**Requirement:**
Repeat every line of the items below exactly as it stands.

**Data section:**
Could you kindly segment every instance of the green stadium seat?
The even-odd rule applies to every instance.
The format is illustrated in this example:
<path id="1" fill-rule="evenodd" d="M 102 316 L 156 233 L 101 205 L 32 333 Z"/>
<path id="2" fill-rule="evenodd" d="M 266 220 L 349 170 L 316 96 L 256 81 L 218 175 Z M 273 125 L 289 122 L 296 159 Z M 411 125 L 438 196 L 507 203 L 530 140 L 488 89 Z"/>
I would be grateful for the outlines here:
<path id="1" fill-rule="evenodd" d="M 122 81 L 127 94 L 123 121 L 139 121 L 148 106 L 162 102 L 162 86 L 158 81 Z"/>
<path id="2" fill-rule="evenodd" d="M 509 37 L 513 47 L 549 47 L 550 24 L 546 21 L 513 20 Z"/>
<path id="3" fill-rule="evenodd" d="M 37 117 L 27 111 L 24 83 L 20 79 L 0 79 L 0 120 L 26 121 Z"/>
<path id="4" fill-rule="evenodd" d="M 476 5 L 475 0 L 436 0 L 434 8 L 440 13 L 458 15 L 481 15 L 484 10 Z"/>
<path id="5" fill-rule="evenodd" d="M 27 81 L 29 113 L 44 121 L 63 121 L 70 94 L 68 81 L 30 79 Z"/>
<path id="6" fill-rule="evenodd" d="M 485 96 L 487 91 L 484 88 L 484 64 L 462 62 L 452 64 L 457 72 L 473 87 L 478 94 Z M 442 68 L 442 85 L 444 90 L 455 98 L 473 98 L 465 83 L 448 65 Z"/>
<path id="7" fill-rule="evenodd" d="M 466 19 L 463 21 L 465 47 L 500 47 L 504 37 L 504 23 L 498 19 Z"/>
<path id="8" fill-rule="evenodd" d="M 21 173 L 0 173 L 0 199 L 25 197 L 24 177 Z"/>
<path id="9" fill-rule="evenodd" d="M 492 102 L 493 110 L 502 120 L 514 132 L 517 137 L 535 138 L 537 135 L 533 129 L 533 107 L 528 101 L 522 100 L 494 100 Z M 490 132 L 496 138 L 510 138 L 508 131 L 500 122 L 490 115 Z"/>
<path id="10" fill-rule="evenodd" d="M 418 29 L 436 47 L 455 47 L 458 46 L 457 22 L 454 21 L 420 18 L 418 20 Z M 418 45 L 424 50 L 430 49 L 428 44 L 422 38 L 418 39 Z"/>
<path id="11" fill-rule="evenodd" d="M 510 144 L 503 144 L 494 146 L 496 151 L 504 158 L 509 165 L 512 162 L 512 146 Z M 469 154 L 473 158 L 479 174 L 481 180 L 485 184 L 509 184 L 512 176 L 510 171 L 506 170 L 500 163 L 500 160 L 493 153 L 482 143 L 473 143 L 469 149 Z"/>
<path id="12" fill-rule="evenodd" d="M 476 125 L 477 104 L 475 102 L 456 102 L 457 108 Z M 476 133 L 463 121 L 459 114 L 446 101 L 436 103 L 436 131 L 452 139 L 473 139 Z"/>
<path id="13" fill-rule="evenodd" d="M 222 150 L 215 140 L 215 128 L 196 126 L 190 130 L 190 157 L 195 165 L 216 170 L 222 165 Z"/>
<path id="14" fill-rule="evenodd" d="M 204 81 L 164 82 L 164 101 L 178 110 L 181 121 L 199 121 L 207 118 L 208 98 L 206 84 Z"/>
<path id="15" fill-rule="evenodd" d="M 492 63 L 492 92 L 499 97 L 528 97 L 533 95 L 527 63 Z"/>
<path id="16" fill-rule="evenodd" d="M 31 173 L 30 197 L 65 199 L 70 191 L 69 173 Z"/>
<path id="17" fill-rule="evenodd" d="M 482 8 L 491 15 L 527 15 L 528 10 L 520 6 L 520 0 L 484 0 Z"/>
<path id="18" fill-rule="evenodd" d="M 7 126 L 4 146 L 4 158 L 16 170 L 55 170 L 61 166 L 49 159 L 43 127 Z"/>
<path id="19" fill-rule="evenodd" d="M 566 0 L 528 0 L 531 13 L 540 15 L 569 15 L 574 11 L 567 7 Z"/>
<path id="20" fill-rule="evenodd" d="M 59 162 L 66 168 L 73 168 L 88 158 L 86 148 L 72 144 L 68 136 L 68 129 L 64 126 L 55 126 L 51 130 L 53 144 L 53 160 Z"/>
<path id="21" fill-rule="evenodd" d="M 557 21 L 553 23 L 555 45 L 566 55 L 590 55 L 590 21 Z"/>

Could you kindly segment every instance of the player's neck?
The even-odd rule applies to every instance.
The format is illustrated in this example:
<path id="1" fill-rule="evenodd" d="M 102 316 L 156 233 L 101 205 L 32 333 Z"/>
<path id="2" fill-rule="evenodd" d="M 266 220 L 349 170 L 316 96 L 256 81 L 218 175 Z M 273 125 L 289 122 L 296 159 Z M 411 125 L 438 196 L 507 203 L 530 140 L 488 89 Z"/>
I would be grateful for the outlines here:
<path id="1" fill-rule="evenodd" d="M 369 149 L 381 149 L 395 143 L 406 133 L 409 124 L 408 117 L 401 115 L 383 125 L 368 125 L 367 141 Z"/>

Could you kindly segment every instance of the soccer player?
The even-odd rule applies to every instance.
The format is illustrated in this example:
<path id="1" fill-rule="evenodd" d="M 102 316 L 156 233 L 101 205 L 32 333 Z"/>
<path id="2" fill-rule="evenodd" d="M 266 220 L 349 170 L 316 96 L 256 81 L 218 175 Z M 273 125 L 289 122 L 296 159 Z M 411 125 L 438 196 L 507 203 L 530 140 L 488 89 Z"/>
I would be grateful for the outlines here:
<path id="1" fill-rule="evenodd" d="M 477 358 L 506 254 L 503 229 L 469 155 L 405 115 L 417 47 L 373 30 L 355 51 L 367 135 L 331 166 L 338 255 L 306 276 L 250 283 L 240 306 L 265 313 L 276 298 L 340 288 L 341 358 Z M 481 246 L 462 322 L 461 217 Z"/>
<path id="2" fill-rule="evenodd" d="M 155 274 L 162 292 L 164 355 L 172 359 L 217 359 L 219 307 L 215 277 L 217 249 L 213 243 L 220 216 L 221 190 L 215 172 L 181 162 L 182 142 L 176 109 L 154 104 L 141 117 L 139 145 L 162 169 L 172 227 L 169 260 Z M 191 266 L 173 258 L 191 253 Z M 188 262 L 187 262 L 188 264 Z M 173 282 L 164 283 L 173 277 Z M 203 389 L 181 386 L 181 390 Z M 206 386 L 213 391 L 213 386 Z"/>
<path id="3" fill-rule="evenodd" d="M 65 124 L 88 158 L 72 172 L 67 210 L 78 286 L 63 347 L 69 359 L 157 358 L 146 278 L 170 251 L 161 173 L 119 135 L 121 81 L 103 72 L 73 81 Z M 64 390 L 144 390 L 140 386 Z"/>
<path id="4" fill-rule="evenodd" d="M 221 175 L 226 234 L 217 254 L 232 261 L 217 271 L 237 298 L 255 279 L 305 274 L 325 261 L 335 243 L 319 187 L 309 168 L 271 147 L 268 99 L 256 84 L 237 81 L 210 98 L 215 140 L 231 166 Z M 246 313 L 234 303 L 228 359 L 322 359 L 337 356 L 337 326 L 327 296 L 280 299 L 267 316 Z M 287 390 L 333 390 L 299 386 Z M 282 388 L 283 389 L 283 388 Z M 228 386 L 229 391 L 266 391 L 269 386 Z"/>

**Problem solution:**
Could you kindly segment every instance of the green stadium seat?
The even-odd rule applies to every instance.
The format is illustrated in this example:
<path id="1" fill-rule="evenodd" d="M 102 316 L 156 233 L 101 205 L 32 333 Z"/>
<path id="2" fill-rule="evenodd" d="M 266 220 L 349 170 L 316 96 L 256 81 L 218 175 Z M 273 125 L 289 122 L 296 159 Z M 411 125 L 438 196 L 507 203 L 530 140 L 488 89 Z"/>
I would be grateful for the outlines here:
<path id="1" fill-rule="evenodd" d="M 122 81 L 127 94 L 123 121 L 139 121 L 148 106 L 162 102 L 162 86 L 158 81 Z"/>
<path id="2" fill-rule="evenodd" d="M 509 37 L 513 47 L 549 47 L 550 24 L 546 21 L 513 20 Z"/>
<path id="3" fill-rule="evenodd" d="M 37 117 L 27 111 L 24 83 L 20 79 L 0 79 L 0 120 L 26 121 Z"/>
<path id="4" fill-rule="evenodd" d="M 476 5 L 475 0 L 436 0 L 434 8 L 440 13 L 458 15 L 481 15 L 484 10 Z"/>
<path id="5" fill-rule="evenodd" d="M 27 81 L 29 113 L 44 121 L 63 121 L 70 94 L 68 81 L 30 79 Z"/>
<path id="6" fill-rule="evenodd" d="M 485 96 L 487 91 L 484 88 L 484 64 L 462 62 L 452 64 L 457 72 L 473 87 L 478 94 Z M 442 68 L 442 85 L 444 90 L 455 98 L 473 98 L 465 83 L 448 65 Z"/>
<path id="7" fill-rule="evenodd" d="M 466 19 L 463 21 L 465 47 L 500 47 L 504 37 L 504 23 L 498 19 Z"/>
<path id="8" fill-rule="evenodd" d="M 21 173 L 0 173 L 0 199 L 25 197 L 24 177 Z"/>
<path id="9" fill-rule="evenodd" d="M 492 102 L 493 110 L 502 120 L 514 132 L 517 137 L 535 138 L 537 135 L 533 129 L 533 107 L 528 101 L 522 100 L 494 100 Z M 490 132 L 496 138 L 510 138 L 508 131 L 500 122 L 490 115 Z"/>
<path id="10" fill-rule="evenodd" d="M 418 29 L 436 47 L 455 47 L 458 46 L 457 22 L 454 21 L 420 18 L 418 20 Z M 418 45 L 424 50 L 430 49 L 428 44 L 422 38 L 418 39 Z"/>
<path id="11" fill-rule="evenodd" d="M 510 144 L 503 144 L 494 146 L 496 151 L 504 158 L 509 165 L 512 162 L 512 146 Z M 469 154 L 473 158 L 479 174 L 481 180 L 485 184 L 509 184 L 512 176 L 510 171 L 506 170 L 500 163 L 500 160 L 493 153 L 482 143 L 473 143 L 469 149 Z"/>
<path id="12" fill-rule="evenodd" d="M 476 125 L 477 104 L 475 102 L 456 102 L 457 108 Z M 476 133 L 463 121 L 459 114 L 446 101 L 436 103 L 436 131 L 452 139 L 473 139 Z"/>
<path id="13" fill-rule="evenodd" d="M 222 150 L 215 140 L 215 128 L 196 126 L 190 130 L 190 157 L 195 165 L 216 170 L 222 165 Z"/>
<path id="14" fill-rule="evenodd" d="M 204 81 L 164 82 L 164 101 L 178 110 L 181 121 L 199 121 L 207 118 L 208 98 L 206 84 Z"/>
<path id="15" fill-rule="evenodd" d="M 492 63 L 492 92 L 499 97 L 528 97 L 533 95 L 527 63 Z"/>
<path id="16" fill-rule="evenodd" d="M 31 173 L 30 197 L 65 199 L 70 191 L 69 173 Z"/>
<path id="17" fill-rule="evenodd" d="M 482 8 L 491 15 L 527 15 L 528 10 L 520 6 L 520 0 L 484 0 Z"/>
<path id="18" fill-rule="evenodd" d="M 7 126 L 4 146 L 4 158 L 16 170 L 55 170 L 61 166 L 49 159 L 43 127 Z"/>
<path id="19" fill-rule="evenodd" d="M 566 0 L 528 0 L 531 13 L 540 15 L 569 15 L 574 11 L 567 7 Z"/>
<path id="20" fill-rule="evenodd" d="M 59 162 L 66 168 L 73 168 L 88 158 L 86 148 L 72 144 L 68 136 L 68 129 L 64 126 L 55 126 L 51 130 L 53 144 L 53 160 Z"/>
<path id="21" fill-rule="evenodd" d="M 557 21 L 553 23 L 555 45 L 566 55 L 590 55 L 590 21 Z"/>

Could you kindly segment every instance of the player's neck?
The even-odd rule applies to every instance.
The format is illustrated in this example:
<path id="1" fill-rule="evenodd" d="M 102 316 L 156 233 L 101 205 L 32 333 Z"/>
<path id="2" fill-rule="evenodd" d="M 266 220 L 349 170 L 316 96 L 256 81 L 218 175 Z M 273 125 L 289 122 L 296 159 Z M 411 125 L 438 196 L 507 203 L 530 140 L 488 89 Z"/>
I would be grateful for the outlines here:
<path id="1" fill-rule="evenodd" d="M 369 149 L 381 149 L 395 143 L 406 133 L 409 124 L 408 117 L 401 115 L 383 125 L 368 125 L 367 141 Z"/>

Could you kindly segment every instance of the soccer player?
The even-odd rule applies to every instance.
The format is illustrated in this example:
<path id="1" fill-rule="evenodd" d="M 102 316 L 156 233 L 101 205 L 32 333 Z"/>
<path id="2" fill-rule="evenodd" d="M 266 220 L 349 170 L 316 96 L 256 81 L 218 175 Z M 273 125 L 289 122 L 296 159 Z M 411 125 L 438 196 L 507 203 L 530 140 L 488 89 Z"/>
I would be grateful for the outlines here:
<path id="1" fill-rule="evenodd" d="M 477 358 L 506 254 L 503 229 L 469 155 L 405 115 L 417 47 L 373 30 L 355 51 L 367 135 L 331 166 L 338 255 L 306 276 L 250 283 L 240 306 L 265 313 L 276 298 L 340 288 L 341 358 Z M 481 246 L 462 322 L 461 217 Z"/>
<path id="2" fill-rule="evenodd" d="M 155 274 L 162 292 L 164 355 L 172 359 L 217 359 L 219 307 L 215 277 L 217 249 L 213 243 L 220 216 L 221 190 L 215 172 L 181 162 L 182 142 L 176 109 L 154 104 L 141 117 L 139 145 L 162 169 L 172 227 L 169 260 Z M 191 266 L 173 258 L 191 253 Z M 188 262 L 187 262 L 188 264 Z M 173 282 L 164 283 L 173 277 Z M 203 389 L 181 386 L 181 390 Z M 206 386 L 213 391 L 213 386 Z"/>
<path id="3" fill-rule="evenodd" d="M 65 124 L 88 158 L 72 172 L 67 210 L 78 286 L 63 347 L 69 359 L 157 358 L 146 278 L 170 251 L 161 173 L 119 135 L 121 81 L 103 72 L 73 81 Z M 64 390 L 144 390 L 140 386 Z"/>
<path id="4" fill-rule="evenodd" d="M 221 175 L 226 234 L 217 254 L 232 261 L 217 271 L 237 298 L 255 279 L 305 274 L 325 261 L 335 243 L 319 187 L 309 168 L 271 147 L 268 99 L 256 84 L 237 81 L 210 98 L 215 140 L 231 166 Z M 246 313 L 234 303 L 228 359 L 322 359 L 337 356 L 337 326 L 327 296 L 280 299 L 267 316 Z M 287 390 L 333 390 L 299 386 Z M 282 388 L 283 389 L 283 388 Z M 228 386 L 229 391 L 266 391 L 269 386 Z"/>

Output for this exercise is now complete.